SELECTED EXCERPT »
⟨
’Argylle’ author Terry Hayes discusses ‘Year of the Locust’

Fans waited for Terry Hayes to write another book for a very long time. His debut, “I Am Pilgrim,” a doorstop about a retired CIA agent with a Batman-esque backstory racing to foil a bioterrorist plot, became an award-winning international bestseller when it was first published in 2013.

He was chipping away at the follow-up, which was “years overdue,” when he got a call from director Matthew Vaughn: Would Hayes be interested in writing the novel tie-in for his new movie, “Argylle,” under the name of its novelist heroine, Elly Conway?

None of the creators could have anticipated the book becoming an object of Swiftie speculation, as fans convinced themselves that the pop star had written “Argylle.” “Oh lord, I didn’t think it would ever hold, once Taylor Swift got involved,” Hayes said of the team’s efforts to keep the mystery alive. By that point, though, the spy thriller Hayes had written under his real name, “The Year of the Locust,” had finally come out in the United Kingdom: “I’ve had my own book to worry about” — and to promote.
⟩
(Saved entries)
⟨
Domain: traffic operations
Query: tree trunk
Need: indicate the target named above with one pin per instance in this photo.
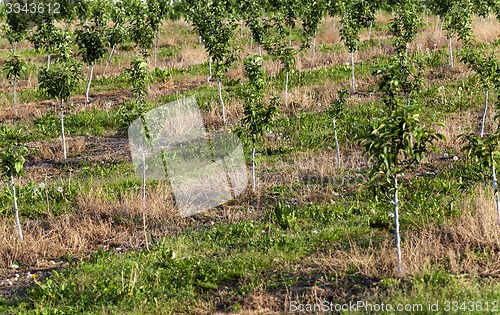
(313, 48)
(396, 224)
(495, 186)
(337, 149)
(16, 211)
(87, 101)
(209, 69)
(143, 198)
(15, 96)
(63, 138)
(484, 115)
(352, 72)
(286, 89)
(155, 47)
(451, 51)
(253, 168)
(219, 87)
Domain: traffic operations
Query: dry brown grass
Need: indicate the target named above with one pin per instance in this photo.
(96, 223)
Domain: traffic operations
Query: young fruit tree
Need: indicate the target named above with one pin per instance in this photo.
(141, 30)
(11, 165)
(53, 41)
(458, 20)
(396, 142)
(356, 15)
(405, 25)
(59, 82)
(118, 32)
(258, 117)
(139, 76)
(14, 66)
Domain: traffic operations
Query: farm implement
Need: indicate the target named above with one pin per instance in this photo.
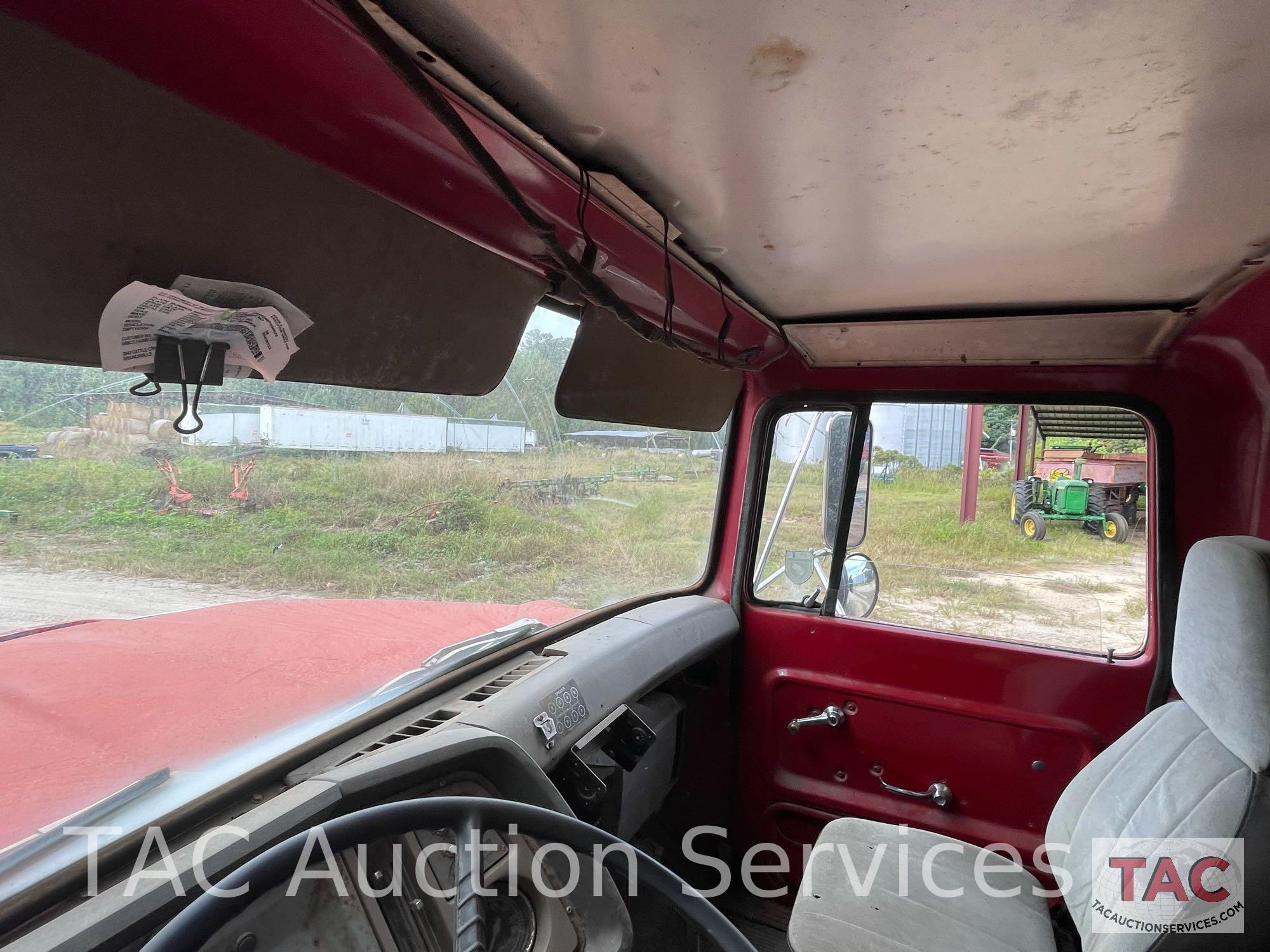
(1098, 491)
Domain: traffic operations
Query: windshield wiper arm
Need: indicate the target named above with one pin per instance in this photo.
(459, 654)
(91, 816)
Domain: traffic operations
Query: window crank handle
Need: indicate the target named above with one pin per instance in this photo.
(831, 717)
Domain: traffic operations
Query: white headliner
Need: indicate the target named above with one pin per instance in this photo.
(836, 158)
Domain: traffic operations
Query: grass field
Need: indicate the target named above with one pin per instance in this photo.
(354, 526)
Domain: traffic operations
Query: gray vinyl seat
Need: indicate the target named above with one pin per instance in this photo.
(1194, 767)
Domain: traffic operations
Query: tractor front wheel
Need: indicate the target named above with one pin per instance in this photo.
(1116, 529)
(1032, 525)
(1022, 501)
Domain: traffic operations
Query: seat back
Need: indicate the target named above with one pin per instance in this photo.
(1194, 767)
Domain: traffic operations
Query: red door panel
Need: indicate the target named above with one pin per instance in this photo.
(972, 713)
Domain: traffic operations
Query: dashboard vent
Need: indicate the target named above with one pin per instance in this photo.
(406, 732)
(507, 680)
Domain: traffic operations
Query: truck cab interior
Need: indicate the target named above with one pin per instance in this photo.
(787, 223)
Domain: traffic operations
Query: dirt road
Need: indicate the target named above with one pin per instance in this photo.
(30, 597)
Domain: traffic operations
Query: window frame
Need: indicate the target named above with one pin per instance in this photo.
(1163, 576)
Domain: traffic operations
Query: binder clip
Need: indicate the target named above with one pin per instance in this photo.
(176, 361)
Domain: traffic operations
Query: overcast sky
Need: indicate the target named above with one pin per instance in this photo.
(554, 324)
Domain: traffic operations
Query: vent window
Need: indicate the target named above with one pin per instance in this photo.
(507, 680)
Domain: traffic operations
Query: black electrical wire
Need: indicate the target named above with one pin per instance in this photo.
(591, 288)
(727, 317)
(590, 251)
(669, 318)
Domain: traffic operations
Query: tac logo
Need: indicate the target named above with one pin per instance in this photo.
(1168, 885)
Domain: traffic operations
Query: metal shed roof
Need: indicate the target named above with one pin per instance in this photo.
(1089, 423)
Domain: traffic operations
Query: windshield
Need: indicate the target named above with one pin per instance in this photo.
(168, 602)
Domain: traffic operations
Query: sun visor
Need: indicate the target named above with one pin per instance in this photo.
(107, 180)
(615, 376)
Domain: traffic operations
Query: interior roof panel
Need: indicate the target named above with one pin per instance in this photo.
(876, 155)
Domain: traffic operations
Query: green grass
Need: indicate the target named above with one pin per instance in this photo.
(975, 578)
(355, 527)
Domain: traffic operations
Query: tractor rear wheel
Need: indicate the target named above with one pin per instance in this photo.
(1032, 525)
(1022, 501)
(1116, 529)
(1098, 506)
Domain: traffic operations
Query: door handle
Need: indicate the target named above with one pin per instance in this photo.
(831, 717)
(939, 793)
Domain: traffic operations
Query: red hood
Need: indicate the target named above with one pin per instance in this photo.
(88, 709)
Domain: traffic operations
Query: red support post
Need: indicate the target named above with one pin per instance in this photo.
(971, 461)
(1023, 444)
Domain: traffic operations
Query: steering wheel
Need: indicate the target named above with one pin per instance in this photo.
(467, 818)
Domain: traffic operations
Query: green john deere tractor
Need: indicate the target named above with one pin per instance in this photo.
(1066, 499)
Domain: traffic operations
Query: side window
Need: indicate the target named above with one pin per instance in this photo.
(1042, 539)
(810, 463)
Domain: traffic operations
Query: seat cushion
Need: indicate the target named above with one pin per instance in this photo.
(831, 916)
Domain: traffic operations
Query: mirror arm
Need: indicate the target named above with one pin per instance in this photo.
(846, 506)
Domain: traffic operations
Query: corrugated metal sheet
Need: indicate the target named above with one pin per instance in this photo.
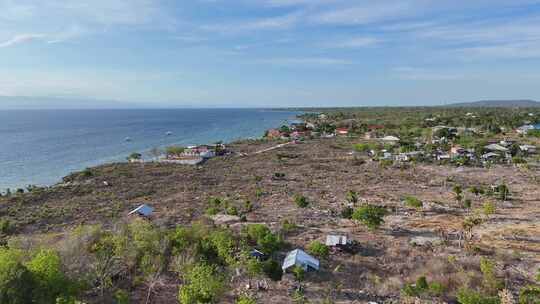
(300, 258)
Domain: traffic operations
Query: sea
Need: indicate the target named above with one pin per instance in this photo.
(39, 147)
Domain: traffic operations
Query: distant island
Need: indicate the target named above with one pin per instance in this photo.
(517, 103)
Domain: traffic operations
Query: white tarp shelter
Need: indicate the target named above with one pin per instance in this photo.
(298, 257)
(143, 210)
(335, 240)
⟩
WORK TO COMPLETE »
1. According to the article about Terry Hayes, why did Hayes have his own book to worry about by the time the Taylor Swift speculation took hold?
2. Reproduce word for word the passage of the article about Terry Hayes starting at "None of the" and ending at "and to promote.".

RESPONSES IN ORDER »
1. By that point, "The Year of the Locust," the spy thriller Hayes had written under his real name, had finally come out in the United Kingdom. He had that book to worry about and to promote.

2.
None of the creators could have anticipated the book becoming an object of Swiftie speculation, as fans convinced themselves that the pop star had written “Argylle.” “Oh lord, I didn’t think it would ever hold, once Taylor Swift got involved,” Hayes said of the team’s efforts to keep the mystery alive. By that point, though, the spy thriller Hayes had written under his real name, “The Year of the Locust,” had finally come out in the United Kingdom: “I’ve had my own book to worry about” — and to promote.